TASK TO COMPLETE: Retype every record exactly. Skip the images.
++++++++
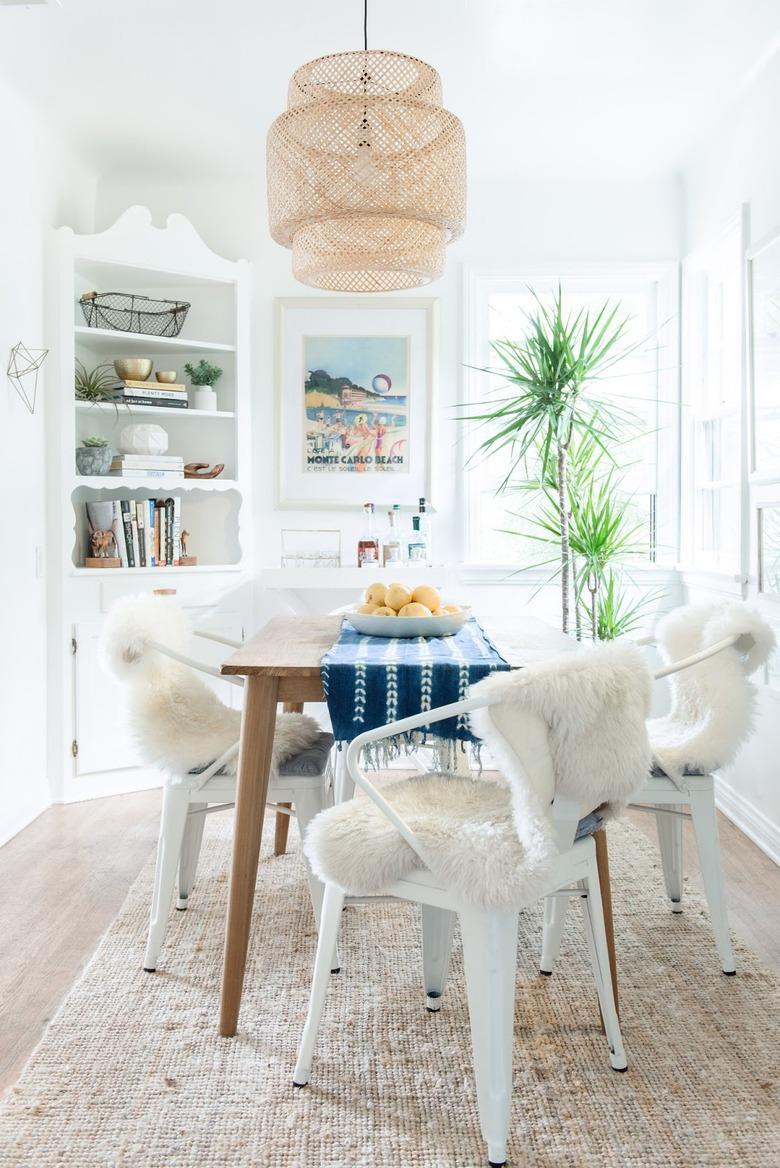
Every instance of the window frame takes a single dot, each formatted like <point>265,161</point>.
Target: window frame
<point>614,278</point>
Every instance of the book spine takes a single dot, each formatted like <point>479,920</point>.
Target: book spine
<point>150,533</point>
<point>176,532</point>
<point>133,528</point>
<point>146,401</point>
<point>129,533</point>
<point>118,529</point>
<point>168,530</point>
<point>140,520</point>
<point>158,535</point>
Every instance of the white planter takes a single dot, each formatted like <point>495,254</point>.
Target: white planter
<point>203,398</point>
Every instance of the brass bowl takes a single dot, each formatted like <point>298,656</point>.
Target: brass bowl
<point>133,368</point>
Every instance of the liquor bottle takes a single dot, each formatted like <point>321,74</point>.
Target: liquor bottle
<point>425,529</point>
<point>417,548</point>
<point>368,546</point>
<point>392,549</point>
++++++++
ANSWER SPACE:
Every instance of the window frame takes a single dot, each formatted like <point>265,161</point>.
Target: window frame
<point>614,278</point>
Every instance of the book spine takes a single dot, each formatted like <point>479,920</point>.
Target: book spine
<point>150,533</point>
<point>176,532</point>
<point>133,528</point>
<point>146,401</point>
<point>129,533</point>
<point>118,529</point>
<point>168,530</point>
<point>140,520</point>
<point>158,535</point>
Every instance of the white planter takes a single dot, each formatted like <point>495,254</point>.
Target: white planter
<point>203,398</point>
Every instance of the brass bowl takes a single dot, each formatted like <point>298,656</point>.
Target: brass bowl
<point>133,368</point>
Every instance of the liquor bottle takes a single dot, each formatted like <point>321,74</point>.
Target: liquor bottle
<point>425,529</point>
<point>417,548</point>
<point>368,546</point>
<point>392,549</point>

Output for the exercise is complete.